**ACTIONS TO TAKE**:
1. Reproduce the passage of the article on audio/video rates between "Since these are" and "by 2.4 percent.", inclusive.
2. Check each statement below against the article on audio/video rates and answer yes or no, quoting the words of the article that settle it.
(a) The article was written in 2011.
(b) The author abbreviates bits as "b" and bytes as "B" throughout.
(c) Each audio sample on a CD has 16 bits of resolution.

**DOCUMENT EXCERPT**:
------------------------------------
Bits and Bytes of Audio/Video Formats

amirm · Mar 4, 2016

This is an article I wrote in 2011. It is basic information but very important to know as it is at the heart of digital audio and video.

Understanding Audio/Video Rates
By Amir Majidimehr

Get ready to learn the most fundamental concept in audio/video which sadly, most people don’t understand or get badly wrong. I can’t blame them as properly understanding them requires pretty deep understanding of how these content streams are captured, encoded and transmitted. This is useful knowledge to have as you would want to know how many songs or movies you can store on your 16 Gigabyte tablet or 4 Terabyte video server. Turns out that with some simple math and basic concepts we can learn everything we need here.

Let’s start at the top. My assumption in this article is that most of you know that there are eight bits in one byte. Okay, if you didn’t, don’t feel bad, as even the people who are supposed to know such as magazine writers and technical people in the field often confuse bits and bytes. As you can imagine, with almost an order of magnitude difference between these two terms, it is super important to get them right.

To avoid the above confusion I rarely abbreviate “b” for bit and “B” for byte, as is often done, and instead will spell them out as bits and Bytes. Since we usually deal with larger numbers of these, the prefixes Kilo, Mega, and Giga are added to represent thousands, millions, and billions, respectively.

Since these are computer concepts, the units here are not decimal but rather, binary. This means that “kilo” is actually 1024, not 1000. Throughout this article I will be using the familiar decimal versions of these numbers. The world won’t come to an end if we are off by 2.4 percent.

Let’s dive right in and talk about audio. To record audio on CDs, we have to convert the analog audio to digital. The “sampling rate” is 44.1 KHz, which means that we take a digitize the analog value 44,100 times per second (frequency is measured in Hz, which means one “cycle” per second—in this case, one sample per second). At the risk of sounding pedantic, CD is stereo which is comprised two independent channels. Each audio sample in turn has 16 bits of resolution, or two bytes.
------------------------------------
**DATASET EXTRACT**:
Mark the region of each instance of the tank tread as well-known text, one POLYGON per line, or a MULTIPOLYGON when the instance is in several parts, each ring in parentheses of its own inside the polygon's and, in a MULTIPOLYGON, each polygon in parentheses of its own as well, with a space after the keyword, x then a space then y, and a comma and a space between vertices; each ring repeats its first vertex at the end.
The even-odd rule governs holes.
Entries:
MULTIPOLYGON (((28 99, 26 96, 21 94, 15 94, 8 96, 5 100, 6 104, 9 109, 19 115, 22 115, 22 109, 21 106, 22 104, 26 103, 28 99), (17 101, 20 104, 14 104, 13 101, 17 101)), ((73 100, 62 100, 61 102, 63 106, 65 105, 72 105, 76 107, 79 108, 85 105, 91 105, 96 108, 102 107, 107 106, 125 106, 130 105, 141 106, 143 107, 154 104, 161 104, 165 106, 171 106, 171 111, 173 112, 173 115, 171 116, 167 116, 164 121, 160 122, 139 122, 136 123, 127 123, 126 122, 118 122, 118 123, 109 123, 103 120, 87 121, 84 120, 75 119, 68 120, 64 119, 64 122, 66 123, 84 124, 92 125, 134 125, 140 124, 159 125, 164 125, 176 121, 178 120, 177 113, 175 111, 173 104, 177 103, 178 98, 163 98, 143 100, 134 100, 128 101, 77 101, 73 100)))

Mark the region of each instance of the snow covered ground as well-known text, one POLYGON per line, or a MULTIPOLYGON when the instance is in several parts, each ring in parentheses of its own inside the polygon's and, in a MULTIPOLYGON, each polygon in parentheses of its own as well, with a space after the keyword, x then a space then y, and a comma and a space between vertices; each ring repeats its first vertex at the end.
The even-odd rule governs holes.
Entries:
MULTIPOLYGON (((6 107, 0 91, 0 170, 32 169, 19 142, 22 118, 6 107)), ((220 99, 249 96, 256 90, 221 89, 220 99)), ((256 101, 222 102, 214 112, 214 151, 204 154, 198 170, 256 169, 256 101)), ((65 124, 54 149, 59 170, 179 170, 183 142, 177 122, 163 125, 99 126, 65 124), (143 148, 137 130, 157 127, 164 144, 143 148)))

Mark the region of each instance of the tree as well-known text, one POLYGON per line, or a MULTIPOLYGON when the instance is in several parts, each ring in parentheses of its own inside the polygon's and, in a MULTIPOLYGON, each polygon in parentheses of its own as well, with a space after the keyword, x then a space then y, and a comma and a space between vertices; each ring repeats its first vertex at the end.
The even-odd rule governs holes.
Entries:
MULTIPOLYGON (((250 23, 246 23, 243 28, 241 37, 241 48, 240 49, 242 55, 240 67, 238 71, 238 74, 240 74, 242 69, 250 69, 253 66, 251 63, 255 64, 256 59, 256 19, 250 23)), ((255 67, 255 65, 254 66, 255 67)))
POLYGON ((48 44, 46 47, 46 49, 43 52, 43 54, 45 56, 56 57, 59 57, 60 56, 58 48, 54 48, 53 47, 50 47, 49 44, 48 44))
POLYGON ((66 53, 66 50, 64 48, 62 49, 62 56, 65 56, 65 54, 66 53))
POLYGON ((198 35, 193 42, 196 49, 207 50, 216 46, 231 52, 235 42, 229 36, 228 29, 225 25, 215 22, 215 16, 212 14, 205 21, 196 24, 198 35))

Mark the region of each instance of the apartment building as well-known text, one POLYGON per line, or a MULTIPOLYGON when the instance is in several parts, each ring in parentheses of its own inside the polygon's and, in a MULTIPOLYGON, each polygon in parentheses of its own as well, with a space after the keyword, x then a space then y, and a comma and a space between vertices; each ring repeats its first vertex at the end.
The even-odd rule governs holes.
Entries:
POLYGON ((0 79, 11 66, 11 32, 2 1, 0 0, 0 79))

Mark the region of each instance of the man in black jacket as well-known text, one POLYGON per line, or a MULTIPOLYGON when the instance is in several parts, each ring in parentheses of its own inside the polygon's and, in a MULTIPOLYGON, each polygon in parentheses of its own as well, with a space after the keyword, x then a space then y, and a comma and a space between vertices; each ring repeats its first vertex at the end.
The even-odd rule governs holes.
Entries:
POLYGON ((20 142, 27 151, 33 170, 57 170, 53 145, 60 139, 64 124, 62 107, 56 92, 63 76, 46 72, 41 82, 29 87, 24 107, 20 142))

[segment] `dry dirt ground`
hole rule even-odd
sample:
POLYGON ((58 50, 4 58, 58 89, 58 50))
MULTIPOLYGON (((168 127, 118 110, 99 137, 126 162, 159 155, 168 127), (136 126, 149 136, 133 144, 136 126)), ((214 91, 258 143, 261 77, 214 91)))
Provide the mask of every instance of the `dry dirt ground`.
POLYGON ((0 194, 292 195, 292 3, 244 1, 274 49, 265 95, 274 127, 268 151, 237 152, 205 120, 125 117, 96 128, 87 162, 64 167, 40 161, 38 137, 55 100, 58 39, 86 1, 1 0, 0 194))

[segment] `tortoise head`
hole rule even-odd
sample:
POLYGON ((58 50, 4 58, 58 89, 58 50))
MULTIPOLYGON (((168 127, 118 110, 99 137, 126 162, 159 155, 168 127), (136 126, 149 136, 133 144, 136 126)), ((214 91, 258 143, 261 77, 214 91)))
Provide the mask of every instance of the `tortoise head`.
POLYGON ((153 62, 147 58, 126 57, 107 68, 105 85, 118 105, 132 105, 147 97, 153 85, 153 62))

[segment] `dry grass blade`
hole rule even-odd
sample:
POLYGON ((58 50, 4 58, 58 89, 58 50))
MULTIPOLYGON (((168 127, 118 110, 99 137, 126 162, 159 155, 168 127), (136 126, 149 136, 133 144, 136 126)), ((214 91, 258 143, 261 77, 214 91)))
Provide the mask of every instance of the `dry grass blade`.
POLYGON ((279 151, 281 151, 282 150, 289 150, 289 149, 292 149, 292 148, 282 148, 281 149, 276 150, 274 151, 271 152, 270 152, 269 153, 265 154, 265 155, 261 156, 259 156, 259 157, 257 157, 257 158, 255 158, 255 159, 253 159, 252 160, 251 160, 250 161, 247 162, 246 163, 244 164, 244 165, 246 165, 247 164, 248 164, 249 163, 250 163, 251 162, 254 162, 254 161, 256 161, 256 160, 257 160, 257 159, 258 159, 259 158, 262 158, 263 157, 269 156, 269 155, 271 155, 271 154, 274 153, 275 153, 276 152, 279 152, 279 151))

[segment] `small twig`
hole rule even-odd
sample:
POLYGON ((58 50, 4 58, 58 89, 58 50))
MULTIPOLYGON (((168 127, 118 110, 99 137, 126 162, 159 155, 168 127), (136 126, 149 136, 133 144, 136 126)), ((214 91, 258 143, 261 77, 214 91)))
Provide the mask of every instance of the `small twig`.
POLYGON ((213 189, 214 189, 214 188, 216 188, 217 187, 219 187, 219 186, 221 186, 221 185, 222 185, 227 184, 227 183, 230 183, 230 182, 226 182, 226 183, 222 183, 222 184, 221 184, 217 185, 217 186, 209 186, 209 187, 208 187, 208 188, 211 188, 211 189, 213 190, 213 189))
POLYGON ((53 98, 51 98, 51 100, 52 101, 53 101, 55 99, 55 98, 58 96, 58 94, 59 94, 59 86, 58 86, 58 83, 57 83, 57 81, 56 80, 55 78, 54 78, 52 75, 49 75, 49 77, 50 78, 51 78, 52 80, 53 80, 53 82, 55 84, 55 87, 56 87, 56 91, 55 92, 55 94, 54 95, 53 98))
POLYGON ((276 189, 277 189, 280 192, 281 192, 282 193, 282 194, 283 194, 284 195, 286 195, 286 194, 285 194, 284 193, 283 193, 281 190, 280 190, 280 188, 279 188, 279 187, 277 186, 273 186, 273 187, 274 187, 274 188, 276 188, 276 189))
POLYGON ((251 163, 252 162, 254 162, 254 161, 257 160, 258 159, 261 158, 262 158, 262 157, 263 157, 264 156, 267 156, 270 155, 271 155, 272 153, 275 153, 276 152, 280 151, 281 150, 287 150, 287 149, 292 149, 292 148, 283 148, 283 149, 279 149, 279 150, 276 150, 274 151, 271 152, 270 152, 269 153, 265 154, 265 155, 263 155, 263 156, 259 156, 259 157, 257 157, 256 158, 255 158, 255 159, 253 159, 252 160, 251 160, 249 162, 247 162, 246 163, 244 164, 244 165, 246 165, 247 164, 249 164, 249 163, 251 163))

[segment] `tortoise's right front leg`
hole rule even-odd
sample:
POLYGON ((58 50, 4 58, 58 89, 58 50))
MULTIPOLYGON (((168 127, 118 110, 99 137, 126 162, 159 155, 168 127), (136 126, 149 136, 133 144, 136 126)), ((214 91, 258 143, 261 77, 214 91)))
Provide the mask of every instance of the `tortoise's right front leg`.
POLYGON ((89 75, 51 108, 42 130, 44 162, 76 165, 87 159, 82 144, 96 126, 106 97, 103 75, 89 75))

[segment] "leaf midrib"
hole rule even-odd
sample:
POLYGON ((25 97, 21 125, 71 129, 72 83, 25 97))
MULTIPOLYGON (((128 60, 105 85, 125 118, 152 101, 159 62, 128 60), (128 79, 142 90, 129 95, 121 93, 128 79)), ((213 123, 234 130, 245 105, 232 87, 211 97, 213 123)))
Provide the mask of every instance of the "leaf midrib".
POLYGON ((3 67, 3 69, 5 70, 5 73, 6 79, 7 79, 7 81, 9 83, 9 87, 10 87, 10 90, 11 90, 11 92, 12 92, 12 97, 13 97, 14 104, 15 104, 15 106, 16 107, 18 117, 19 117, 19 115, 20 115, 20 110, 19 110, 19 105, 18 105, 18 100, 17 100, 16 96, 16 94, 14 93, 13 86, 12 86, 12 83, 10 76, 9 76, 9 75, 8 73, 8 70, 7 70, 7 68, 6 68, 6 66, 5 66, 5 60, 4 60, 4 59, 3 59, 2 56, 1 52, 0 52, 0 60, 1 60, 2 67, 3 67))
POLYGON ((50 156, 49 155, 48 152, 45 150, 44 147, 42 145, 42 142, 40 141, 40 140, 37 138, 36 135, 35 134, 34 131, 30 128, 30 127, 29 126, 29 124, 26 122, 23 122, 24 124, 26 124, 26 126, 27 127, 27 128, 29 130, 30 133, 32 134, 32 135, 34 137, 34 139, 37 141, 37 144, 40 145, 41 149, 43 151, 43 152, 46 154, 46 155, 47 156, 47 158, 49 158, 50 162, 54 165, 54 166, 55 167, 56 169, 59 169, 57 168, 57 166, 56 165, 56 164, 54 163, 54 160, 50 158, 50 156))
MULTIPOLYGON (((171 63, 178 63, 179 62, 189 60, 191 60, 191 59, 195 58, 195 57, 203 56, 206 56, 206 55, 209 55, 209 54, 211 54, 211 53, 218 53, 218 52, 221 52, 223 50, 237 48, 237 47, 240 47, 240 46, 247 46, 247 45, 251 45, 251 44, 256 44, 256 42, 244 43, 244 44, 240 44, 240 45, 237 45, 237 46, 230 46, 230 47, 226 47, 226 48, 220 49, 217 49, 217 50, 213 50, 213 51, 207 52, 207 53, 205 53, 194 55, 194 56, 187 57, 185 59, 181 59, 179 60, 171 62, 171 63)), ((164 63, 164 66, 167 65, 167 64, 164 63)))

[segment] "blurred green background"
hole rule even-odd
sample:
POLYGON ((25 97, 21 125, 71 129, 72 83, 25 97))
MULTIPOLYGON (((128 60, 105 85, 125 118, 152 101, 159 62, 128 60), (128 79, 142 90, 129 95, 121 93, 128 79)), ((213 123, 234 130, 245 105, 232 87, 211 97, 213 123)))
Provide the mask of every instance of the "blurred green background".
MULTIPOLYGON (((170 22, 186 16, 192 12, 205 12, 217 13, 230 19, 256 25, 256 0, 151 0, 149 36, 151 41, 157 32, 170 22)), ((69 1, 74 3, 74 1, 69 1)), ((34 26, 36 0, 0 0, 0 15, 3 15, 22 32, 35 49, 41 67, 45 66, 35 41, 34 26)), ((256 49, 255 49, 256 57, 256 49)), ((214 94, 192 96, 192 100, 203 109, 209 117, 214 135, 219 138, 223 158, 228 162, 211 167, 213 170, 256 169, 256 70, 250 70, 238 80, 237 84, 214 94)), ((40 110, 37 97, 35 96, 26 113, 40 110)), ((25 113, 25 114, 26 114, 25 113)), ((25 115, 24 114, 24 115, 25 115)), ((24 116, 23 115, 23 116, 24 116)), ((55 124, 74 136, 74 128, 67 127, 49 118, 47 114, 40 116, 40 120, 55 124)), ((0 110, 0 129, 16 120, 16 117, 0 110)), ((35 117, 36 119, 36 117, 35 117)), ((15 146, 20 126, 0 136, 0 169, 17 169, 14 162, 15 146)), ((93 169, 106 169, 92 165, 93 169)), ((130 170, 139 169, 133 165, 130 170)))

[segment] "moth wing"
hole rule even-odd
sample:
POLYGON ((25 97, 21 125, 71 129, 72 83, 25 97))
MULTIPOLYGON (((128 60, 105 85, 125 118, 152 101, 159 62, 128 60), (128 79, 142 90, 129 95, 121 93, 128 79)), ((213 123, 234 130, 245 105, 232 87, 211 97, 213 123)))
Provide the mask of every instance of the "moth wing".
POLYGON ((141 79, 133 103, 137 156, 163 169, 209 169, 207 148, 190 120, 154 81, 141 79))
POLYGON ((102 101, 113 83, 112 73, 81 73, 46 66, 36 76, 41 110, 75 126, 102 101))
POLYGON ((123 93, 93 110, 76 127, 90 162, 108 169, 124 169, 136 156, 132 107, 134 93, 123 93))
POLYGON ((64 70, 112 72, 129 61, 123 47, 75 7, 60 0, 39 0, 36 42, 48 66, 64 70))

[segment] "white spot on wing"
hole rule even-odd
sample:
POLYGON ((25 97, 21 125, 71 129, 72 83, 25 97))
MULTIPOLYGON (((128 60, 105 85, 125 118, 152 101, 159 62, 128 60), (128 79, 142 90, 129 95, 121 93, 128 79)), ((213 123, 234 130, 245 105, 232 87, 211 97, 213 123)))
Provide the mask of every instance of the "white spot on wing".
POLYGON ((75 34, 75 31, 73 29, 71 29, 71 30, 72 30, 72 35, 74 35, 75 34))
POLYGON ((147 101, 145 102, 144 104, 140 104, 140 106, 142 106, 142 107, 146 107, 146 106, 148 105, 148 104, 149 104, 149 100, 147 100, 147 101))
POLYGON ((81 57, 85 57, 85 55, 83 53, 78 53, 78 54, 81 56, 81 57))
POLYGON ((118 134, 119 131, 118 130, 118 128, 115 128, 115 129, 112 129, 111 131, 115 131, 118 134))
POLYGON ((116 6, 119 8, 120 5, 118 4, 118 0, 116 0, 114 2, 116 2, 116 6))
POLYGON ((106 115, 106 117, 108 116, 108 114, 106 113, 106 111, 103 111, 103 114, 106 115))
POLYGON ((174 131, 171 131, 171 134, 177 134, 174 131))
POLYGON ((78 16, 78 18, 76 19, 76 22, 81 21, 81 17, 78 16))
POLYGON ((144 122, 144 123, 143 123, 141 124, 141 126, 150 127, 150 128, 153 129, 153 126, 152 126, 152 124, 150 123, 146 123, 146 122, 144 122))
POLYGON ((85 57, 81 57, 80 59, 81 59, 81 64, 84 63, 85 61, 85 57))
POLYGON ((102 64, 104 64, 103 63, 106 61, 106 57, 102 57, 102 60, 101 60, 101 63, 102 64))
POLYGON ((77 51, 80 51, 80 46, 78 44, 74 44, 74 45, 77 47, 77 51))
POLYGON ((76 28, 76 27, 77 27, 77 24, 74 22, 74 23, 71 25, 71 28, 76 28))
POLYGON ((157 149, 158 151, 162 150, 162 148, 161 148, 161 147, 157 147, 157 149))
------------------------------------
**RESPONSES BY TASK**:
1.
Since these are computer concepts, the units here are not decimal but rather, binary. This means that “kilo” is actually 1024, not 1000. Throughout this article I will be using the familiar decimal versions of these numbers. The world won’t come to an end if we are off by 2.4 percent.

2.
(a) Yes: "This is an article I wrote in 2011."
(b) No: "I rarely abbreviate “b” for bit and “B” for byte, as is often done, and instead will spell them out as bits and Bytes."
(c) Yes: "Each audio sample in turn has 16 bits of resolution, or two bytes."